§ Saved entries:

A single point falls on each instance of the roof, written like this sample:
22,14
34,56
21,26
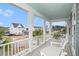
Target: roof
17,24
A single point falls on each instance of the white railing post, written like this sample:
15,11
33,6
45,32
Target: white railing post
30,18
44,30
50,30
8,49
4,50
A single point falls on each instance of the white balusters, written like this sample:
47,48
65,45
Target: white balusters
4,50
8,49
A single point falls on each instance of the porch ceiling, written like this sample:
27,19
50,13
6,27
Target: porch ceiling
53,10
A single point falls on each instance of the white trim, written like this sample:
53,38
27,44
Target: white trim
58,20
30,18
27,8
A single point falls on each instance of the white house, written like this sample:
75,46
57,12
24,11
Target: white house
16,29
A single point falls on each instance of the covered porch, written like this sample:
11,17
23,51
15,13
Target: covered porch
48,12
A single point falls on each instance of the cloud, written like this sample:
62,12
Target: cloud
6,12
1,24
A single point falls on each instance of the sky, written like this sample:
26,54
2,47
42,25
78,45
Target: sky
11,14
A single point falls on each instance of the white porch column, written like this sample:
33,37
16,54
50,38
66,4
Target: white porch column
30,18
50,30
67,34
44,30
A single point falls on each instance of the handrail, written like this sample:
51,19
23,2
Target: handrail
13,42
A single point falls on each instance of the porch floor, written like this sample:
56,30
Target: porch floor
36,52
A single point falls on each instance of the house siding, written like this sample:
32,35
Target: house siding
77,29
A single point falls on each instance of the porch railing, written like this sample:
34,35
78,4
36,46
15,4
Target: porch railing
20,47
14,48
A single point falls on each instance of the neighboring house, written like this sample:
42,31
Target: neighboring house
16,29
37,27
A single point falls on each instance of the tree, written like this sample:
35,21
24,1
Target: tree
37,32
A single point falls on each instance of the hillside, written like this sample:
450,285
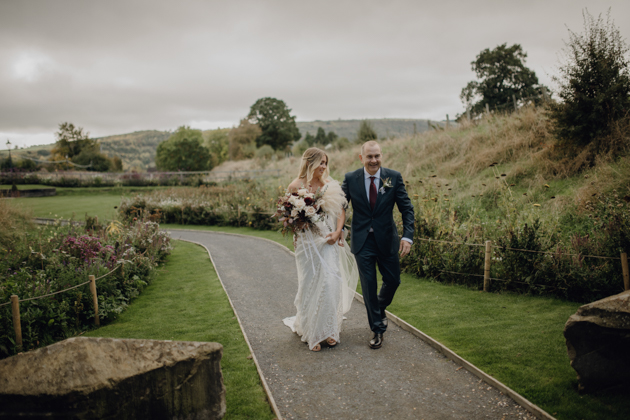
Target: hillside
137,149
385,127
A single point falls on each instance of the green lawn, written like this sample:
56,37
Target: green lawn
77,202
24,187
517,339
68,207
186,302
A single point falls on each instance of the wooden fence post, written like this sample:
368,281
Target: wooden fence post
624,267
97,321
486,270
545,94
514,99
17,326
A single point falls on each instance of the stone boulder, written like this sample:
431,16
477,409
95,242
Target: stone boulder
598,342
105,378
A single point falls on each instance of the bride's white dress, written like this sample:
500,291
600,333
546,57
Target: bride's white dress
327,276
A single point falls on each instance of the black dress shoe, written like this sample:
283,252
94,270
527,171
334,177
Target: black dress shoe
377,341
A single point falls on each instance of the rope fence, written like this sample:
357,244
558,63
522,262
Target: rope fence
15,300
518,249
488,262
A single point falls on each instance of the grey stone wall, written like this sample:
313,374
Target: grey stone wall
104,378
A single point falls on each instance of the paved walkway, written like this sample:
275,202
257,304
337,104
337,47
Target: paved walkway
405,379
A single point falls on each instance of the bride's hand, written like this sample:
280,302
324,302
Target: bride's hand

§ WORK REQUIRED:
Reprint all the data above verbatim, excluding pictures.

§ EXERCISE RESPONSE:
A single point falls on each instance of the roof, written like this sample:
22,14
34,56
21,26
Target: roof
17,24
A single point falls on each instance of the white railing post, written like this sample:
15,11
33,6
45,32
Target: white railing post
30,18
44,30
50,30
8,49
4,50
A single point falls on each instance of the white balusters, written like this sample:
47,48
65,45
Target: white balusters
4,50
8,49
A single point falls on each instance of the porch ceiling, written like this sample:
27,19
50,13
6,27
Target: porch ceiling
53,10
A single point falls on each instance of the white trim, written like this sample:
53,38
27,44
Target: white trim
58,20
30,18
27,8
A single point falls on each instance of the white house, written like this sample:
75,46
57,12
24,11
Target: white house
16,29
A single point falls on each instance of the covered porch, written like this sample:
11,17
23,51
15,13
Target: covered porch
48,12
A single point falls on each instance of the cloud, written like this sample:
62,12
Target: cloud
6,12
1,24
A single point falls on each instance of the sky, written like this sample:
26,54
2,47
42,25
78,45
Target: sky
11,14
A single point falls on each instance of the white porch column, written like this sample:
33,37
16,54
50,38
66,4
Target: white porch column
30,18
50,30
67,34
44,30
A single point falls on each instance of the handrail, written like this sample:
51,19
23,2
Target: handrail
13,42
A single point falls on each instance of the porch floor, written like this sample:
56,30
Target: porch floor
36,52
A single point falls on each instance of the house siding, written like this sample:
32,35
Target: house siding
77,29
A single point falls on each instance of the porch railing, written like this sample:
34,35
78,4
36,46
15,4
Target: porch railing
20,47
14,48
A single point falls on each instance of the neighboring house, written like this sample:
42,31
Target: neighboring house
16,29
37,27
A single point falls on each instance of the tree, written like this sample:
35,21
24,1
Target: tree
37,32
A single point falls on each instance of the hillside, written like this sample:
450,285
Target: hillside
137,149
385,127
A single point falls on each instance of the green lawn, written like this sample:
56,37
Target: green lawn
77,202
24,187
517,339
68,207
186,302
A single point falls on each instance of the wooden fence post, written like this sample:
368,281
Target: wooden fence post
624,267
97,321
486,270
545,94
514,99
17,326
A single point falls on each instance of the stone boulder, written like this sample:
431,16
477,409
95,242
Target: stone boulder
598,342
105,378
A single point falls on each instance of the bride's white dress, written like this sample:
500,291
600,333
546,57
Target: bride's white dress
327,276
A single point falls on each instance of the black dress shoe, written like this sample:
283,252
94,270
527,171
334,177
Target: black dress shoe
377,341
A single point falls on each instance of the rope fence, written like this sample:
357,244
558,63
522,262
Target: rope fence
15,300
518,249
488,262
A single point falls on each instance of the grey stone wall, written like this sample:
313,374
Target: grey stone wall
104,378
A single point falls on each instance of the paved walkway, written like this sample:
275,202
257,304
337,104
337,47
Target: paved walkway
405,379
A single point falls on each instance of the bride's hand, written like this sample:
280,302
324,302
Target: bride's hand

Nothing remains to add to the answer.